Set exercise 1 — Lay out every line of the photo-labeling records below as a numbered list, skipping blank lines and omitting the pictures.

Excerpt to read —
When we say that .999~ represents an unending series, you can never subtract .999~ from .999~ and find a place where the difference is .000~1. (By the definition we are using .999~ is an infinite sequence. I have no idea what you mean when you say it isn’t. The tilda at the end is equivalent to using … at the end. Both are notations that mean infinite, again by definition.) You can’t just want the one to be there. It’s not there. It can’t be there, because by definition the infinite’th place doesn’t exist. Whenever you try to stick an infinite’th place in, the rest of us using the standard definition will point out your error.

The reason we like the standard definition is that it solves the problems that once were intractable, like Zero’s Paradox. (Also, please note that the paradox can be represented in a literally infinite number of ways. 1/2 + 1/4 + 1/8 + … = 1 is just another way of expressing 0.9 + 0.09 + 0.009 + … =1. You can find infinite expansions that grow much more slowly yet equal 1. And expansions can converse on any number. Pi must be calculated by an infinite sum. There are an infinite number of these expansions, I believe, yet they all exactly equal pi. Not approximately equal pi; not come close to pi in the terms we can calculate; exactly equal pi. All this is incredibly useful and all this is derivable only because of the definition of endless.)

If you can’t accept that math is entirely axioms, definitions, and proofs derived from them in a rigorous and non-contradictory way, then you can’t accept math at all. You can change the axioms and definitions and get whole and consistent sets of proofs. Everybody agrees that’s true. But once you choose your axioms and definitions, the rest follows and you don’t get to pick which you like and which you don’t.

By the way in Computer Science we talk about computing infinite strings all the time, despite the fact that a computer never could. I would refer you to Turing Machines.

How is the infinity in Zeno’s Paradox different than the infinity of a repeating decimal expansion?

People seem to want to say we cannot ever reach the end of an infinite sequence, but yet do so to solve Zeno’s Paradox. So I would say that is a contradiction there. You must throw out one or the other, from my perspective?

Set exercise 2 —
Answer these questions from the passage on infinite decimals above:
(a) What notation does the passage call equivalent to the tilde at the end of .999~?
(b) What value does it say must be calculated by an infinite sum?
(c) What does it refer the reader to about computing infinite strings?

Record excerpts —
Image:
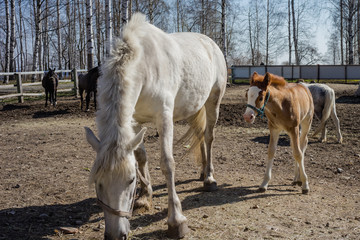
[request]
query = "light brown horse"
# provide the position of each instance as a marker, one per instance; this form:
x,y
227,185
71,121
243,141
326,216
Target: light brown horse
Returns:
x,y
287,106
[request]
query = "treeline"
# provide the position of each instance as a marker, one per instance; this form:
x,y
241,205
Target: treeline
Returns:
x,y
66,34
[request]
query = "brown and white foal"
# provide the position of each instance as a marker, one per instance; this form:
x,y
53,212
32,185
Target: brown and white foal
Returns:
x,y
287,106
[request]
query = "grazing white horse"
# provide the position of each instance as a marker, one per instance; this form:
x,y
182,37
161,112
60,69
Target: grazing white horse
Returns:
x,y
324,106
152,76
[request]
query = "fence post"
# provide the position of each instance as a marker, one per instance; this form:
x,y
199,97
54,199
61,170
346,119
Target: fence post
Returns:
x,y
75,78
19,87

Worked solution 1 —
1. Image:
2. [request]
3. query = "light brown horse"
4. # provide the position of each instance as a marker, one per instance; this form:
5. x,y
6. 227,185
7. 71,121
8. 243,141
9. 326,216
10. Target: light brown horse
11. Returns:
12. x,y
13. 287,106
14. [request]
15. query = "treeline"
16. # provide the position of each instance as a marker, one per instance; this form:
17. x,y
18. 241,205
19. Target: treeline
20. Returns:
21. x,y
22. 66,34
23. [request]
24. query = "brown and white foal"
25. # provide the position of each instance as a marker, one per instance; this form:
26. x,y
27. 53,212
28. 32,185
29. Target: brown and white foal
30. Returns:
31. x,y
32. 287,106
33. [request]
34. query = "grazing white horse"
35. # provide the position of each instance as a marker, one per instance; this form:
36. x,y
37. 182,37
38. 161,112
39. 60,69
40. Target: grazing white horse
41. Returns:
42. x,y
43. 324,106
44. 152,76
45. [request]
46. query = "fence post"
47. # provide the position of each instance as a marker, one per instance; this form:
48. x,y
49. 199,97
50. 54,199
51. 61,170
52. 346,119
53. Target: fence post
54. Returns:
55. x,y
56. 75,78
57. 19,87

Worked solution 2 —
(a) Using … at the end.
(b) Pi.
(c) Turing Machines.